Texto de la página
···

La fecha precisa de la comunicación a Stalin desde el NKO en Moscú permite pensar que las numerosas noticias que pululaban por los medios internacionales, de forma abierta o confidencial, respecto a los desembarcos que ya habrían tenido lugar en España de ayuda soviética no respondían a los hechos. Una demostración indirecta se encuentra en el telegrama de la embajada belga en Madrid del 21 de septiembre, descifrado por los británicos, en el que daba cuenta de la petición que el Gobierno republicano había hecho para que Bruselas levantase el embargo sobre las armas destinadas a España y lo aplicara a las que se adquirían para los rebeldes. El representante belga pensaba que tal gestión estaba inspirada por los rusos ya que en los medios «extremistas» de la capital se hablaba abiertamente de la próxima intervención de la URSS (TNA: HW 12/207, BJ066413).
Abundaban más las informaciones, sin embargo, que se hacían eco del desembarco de armas soviéticas transportadas por algunos barcos que, en realidad, llevaban ayuda humanitaria o, simplemente, víveres. Así, por ejemplo, el 29 de septiembre desde Alicante alemanes e italianos señalaron que el Neva[6] estaba descargando probablemente un número desconocido de aviones soviéticos desmontados, que se trasladarían en camiones a Cartagena donde los montarían oficiales rusos allí estacionados (TNA: HW 12/208, BJ066492). En la misma fecha Roma comunicó a la embajada italiana en Londres que, «según fuentes fiables», un barco soviético había partido de Odesa el 18 de septiembre con material de guerra para España y que ésta no era la primera expedición porque ya hacia mitad de agosto se había registrado otra (ibid., BJ066529[7]). Nada de ello era correcto.
Los comienzos del giro de Stalin datan, exactamente, del 6 de septiembre. Pero, en cualquier caso, como señaló en su momento Le Journal de Moscou y analizaron los británicos, el muelle primario para ayudar a la República no radicaba en la Unión Soviética, sino en Francia y en el Reino Unido.
Una conocida carta de Kaganovich a Ordjonikidze, comisario para la Industria Pesada, del 30 de septiembre, al día siguiente de la autorización formal del Politburó y de la partida del primer cargamento soviético de armas, arroja alguna luz (Khlevniuk et al., doc. 132). El tema español, afirmó el confidente de Stalin, no iba demasiado bien.

···

Entradas de un conjunto de datos de señalamiento:
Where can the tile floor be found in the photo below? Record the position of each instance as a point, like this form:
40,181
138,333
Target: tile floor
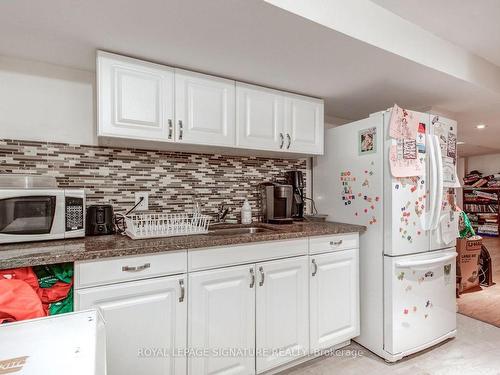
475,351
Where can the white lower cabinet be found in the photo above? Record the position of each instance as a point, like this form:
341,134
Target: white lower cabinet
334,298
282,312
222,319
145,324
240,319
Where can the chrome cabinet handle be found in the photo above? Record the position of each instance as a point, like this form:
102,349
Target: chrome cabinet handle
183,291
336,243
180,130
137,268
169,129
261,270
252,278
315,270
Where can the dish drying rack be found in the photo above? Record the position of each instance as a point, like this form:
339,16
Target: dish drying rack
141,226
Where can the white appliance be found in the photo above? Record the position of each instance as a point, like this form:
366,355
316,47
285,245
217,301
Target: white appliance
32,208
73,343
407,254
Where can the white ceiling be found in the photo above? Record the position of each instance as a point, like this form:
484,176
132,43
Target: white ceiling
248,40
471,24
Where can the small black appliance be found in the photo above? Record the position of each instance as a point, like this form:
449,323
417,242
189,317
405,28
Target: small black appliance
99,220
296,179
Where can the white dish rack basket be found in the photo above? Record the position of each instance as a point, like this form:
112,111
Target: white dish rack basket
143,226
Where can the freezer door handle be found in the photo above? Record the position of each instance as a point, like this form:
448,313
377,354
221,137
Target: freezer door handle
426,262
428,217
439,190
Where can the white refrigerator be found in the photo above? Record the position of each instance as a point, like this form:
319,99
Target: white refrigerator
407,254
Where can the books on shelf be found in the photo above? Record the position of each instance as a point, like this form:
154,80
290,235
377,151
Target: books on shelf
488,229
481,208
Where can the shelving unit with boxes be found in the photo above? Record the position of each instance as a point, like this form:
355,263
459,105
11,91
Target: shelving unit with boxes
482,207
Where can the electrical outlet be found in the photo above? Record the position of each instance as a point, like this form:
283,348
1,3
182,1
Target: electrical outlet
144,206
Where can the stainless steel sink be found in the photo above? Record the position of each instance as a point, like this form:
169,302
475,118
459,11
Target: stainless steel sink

···

Tarea breve A
Repite letra por letra el listado, desde la línea que contiene "Where can the shelving" hasta el final, con las dos puntas incluidas.
Tarea breve B
Sigue escribiendo el texto sobre la ayuda soviética a la República española a partir de donde se queda.
El texto y el listado no tienen nada que ver entre sí.

Respuesta escrita A
Where can the shelving unit with boxes be found in the photo above? Record the position of each instance as a point, like this form:
355,263
459,105
11,91
Target: shelving unit with boxes
482,207
Where can the electrical outlet be found in the photo above? Record the position of each instance as a point, like this form:
283,348
1,3
182,1
Target: electrical outlet
144,206
Where can the stainless steel sink be found in the photo above? Record the position of each instance as a point, like this form:
169,302
475,118
459,11
Target: stainless steel sink

Respuesta escrita B
Los «blancos» se acercan a Madrid […] Hemos ayudado de alguna manera y no sólo con víveres[8]. En estos momentos estamos pensando en algo más importante, tanques y aviones. Pero todo es técnicamente muy difícil y por su parte padecen de falta de orden y de organización. Nuestro partido es todavía bastante débil. Los anarquistas continúan siendo fieles a sí mismos. A pesar de toda la combatividad en la base, la organización y el mando sobre el terreno no son muy buenos […] De todas maneras, no cabe pensar que la defensa de Madrid sea algo tan desesperado como dan a pensar las comunicaciones cifradas que nos llegan del embajador[9] […] Si tuviéramos una frontera común con España nos hubiera sido fácil enviar ayuda[10].
Dicho lo que antecede no cabe olvidar otra línea de ayuda de la que se sabe todavía muy poco y que no está integrada en la decisión de Stalin que hemos analizado. Nos referimos a la que discurrió por el vaciado de arsenales soviéticos de armas viejas, cuando no vetustas, y que se enviaron a España a bordo de un carguero español, el Campeche. Éste partió de Feodosia en Crimea el 26 de septiembre (es decir, el mismo día en que Stalin dio la luz verde) y llegó a Cartagena el 4 de octubre (Howson, p. 383). En puridad, se trata del primer suministro de material bélico a la República por parte de la Unión Soviética[11].
El cargamento del Campeche se reproduce en los escritos de Largo Caballero (2007, p. 3458): unos 20 000 fusiles viejos, de procedencia extranjera (Mauser del 7,92, Manlincher de 8mm y Brescia de 11mm), 351 ametralladoras pesadas (St. Etienne y Vickers 7,7) y 200 ligeras (Lewis 7,7), seis obuses Vickers del 11,5 con 6000 proyectiles, 7,6 millones de cartuchos de ametralladora, 100 000 bombas y 10 millones de cartuchos de fusil. Según Howson sólo los obuses eran útiles. Lo demás era auténtica morralla.
La inminente llegada de los suministros preludiaba una modificación de las bases en que hasta entonces se había sustentado el esfuerzo bélico republicano. Pero la ayuda externa no era lo más importante, aun siendo imprescindible. También resultaba fundamental lo que hemos denominado autoayuda y es en este ámbito en el que el nuevo ministro de Hacienda no tardó en dar muestras de su gran capacidad de innovación.
LA CONTRIBUCIÓN ESENCIAL DE JUAN NEGRÍN.
Con el Gobierno de Largo Caballero se dio un giro a la conducción de lo que, dentro de la elementalidad todavía de las medidas, podría calificarse de «economía de guerra». Ello no se produjo a imperativo soviético, como algunos autores piensan con más malicia que conocimiento de causa[12].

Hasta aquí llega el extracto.